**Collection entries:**
■ ■ ■ ■ ■
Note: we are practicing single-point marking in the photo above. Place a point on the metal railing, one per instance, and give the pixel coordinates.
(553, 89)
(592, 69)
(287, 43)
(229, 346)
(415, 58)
■ ■ ■ ■ ■
**YOUR GOAL:** Return each of the records above verbatim, unchanged and in the same order.

**EXERCISE RESULT:**
Note: we are practicing single-point marking in the photo above. Place a point on the metal railing, one per instance, and give the pixel coordinates.
(553, 89)
(592, 69)
(287, 43)
(229, 346)
(415, 58)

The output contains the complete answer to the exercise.